■ Yönerge
Kaynak metnin "Erişilebilirlik" ifadesinden "gerekli olduğunu vurguluyor." ifadesine kadar olan kısmını yeniden yazın, bu kısımda "Washington Post" yerine "New York Times" kullanın.

■ Kaynak metin

Erişilebilirlik

8 Kasım 2005: Paris'ten Yayılan Şiddet Eylemleri ABD Basınında


Paris’te başlayıp giderek yayılan şiddet olayları, Amerikan basınında da geniş yer tutuyor. Washington Post, olayları ayak takımının işi olarak nitelendirmenin yüzeysel bir yaklaşım olacağını savunuyor. Fransız yetkilileri kriz yönetimi konusunda beceriksizlikle suçlayan gazete, sorunun çözümü için daha kapsamlı bir bakış açısının gerekli olduğunu vurguluyor.

"Fransız yetkililer kısa vadede düzeni sağlamak için etkin tedbirler almalıdır. Fakat orta vadede, azınlıklara ve göçmenlere karşı izlediği politikaları gözden geçirmelidir. Sefalet içinde küçücük apartmanlarda tıkış tıkış yaşayan Kuzey Afrika kökenli yoksul Müslümanların diğer Fransızlarla eşit olduğu varsayımında ısrar etmek artık bir anlam taşımıyor. Eğer ılımlı politikacılar bu insanları toplumla bütünleştirmeyi gündemine almazsa, bu boşluğu militan gençler dolduracaktır."

Veri kümesi alıntısı:
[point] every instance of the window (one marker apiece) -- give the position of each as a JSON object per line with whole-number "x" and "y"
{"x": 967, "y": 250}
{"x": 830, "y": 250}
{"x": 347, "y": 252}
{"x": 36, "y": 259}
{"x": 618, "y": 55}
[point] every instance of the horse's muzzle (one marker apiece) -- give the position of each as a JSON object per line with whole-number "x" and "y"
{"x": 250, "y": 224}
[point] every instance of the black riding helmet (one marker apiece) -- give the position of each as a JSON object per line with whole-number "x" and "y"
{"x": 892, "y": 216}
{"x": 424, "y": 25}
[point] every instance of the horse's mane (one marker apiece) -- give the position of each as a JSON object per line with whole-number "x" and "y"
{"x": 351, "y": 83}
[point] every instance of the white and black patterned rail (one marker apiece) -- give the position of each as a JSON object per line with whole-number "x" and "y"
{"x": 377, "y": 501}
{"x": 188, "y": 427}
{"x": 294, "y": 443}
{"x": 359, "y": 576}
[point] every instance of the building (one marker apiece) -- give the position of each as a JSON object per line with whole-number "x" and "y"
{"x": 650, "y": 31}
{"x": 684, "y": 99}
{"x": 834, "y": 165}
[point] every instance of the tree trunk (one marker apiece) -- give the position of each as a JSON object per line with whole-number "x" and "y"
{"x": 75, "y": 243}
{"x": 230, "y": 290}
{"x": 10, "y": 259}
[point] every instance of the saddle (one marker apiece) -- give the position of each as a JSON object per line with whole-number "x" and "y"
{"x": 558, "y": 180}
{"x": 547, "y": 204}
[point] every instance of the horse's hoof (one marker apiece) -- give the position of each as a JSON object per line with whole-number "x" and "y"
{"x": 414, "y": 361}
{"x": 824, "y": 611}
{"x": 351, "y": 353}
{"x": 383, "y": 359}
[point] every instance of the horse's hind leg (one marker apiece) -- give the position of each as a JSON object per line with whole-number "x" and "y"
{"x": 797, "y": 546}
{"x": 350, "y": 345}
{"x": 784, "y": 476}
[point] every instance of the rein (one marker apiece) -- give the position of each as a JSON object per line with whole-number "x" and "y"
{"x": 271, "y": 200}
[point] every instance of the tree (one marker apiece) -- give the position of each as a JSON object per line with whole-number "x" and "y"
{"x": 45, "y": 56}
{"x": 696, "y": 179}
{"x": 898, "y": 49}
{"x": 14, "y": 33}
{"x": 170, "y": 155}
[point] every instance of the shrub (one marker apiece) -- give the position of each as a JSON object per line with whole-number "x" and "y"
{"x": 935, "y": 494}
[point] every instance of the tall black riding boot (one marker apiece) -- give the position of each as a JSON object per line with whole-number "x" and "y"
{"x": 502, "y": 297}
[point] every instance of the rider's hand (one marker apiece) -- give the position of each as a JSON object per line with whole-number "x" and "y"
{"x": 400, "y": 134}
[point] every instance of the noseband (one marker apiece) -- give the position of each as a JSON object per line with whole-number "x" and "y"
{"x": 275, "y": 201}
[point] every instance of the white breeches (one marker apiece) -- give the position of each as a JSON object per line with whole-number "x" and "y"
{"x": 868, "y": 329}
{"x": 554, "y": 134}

■ Görev sonucu
Erişilebilirlik

8 Kasım 2005: Paris'ten Yayılan Şiddet Eylemleri ABD Basınında


Paris’te başlayıp giderek yayılan şiddet olayları, Amerikan basınında da geniş yer tutuyor. New York Times, olayları ayak takımının işi olarak nitelendirmenin yüzeysel bir yaklaşım olacağını savunuyor. Fransız yetkilileri kriz yönetimi konusunda beceriksizlikle suçlayan gazete, sorunun çözümü için daha kapsamlı bir bakış açısının gerekli olduğunu vurguluyor.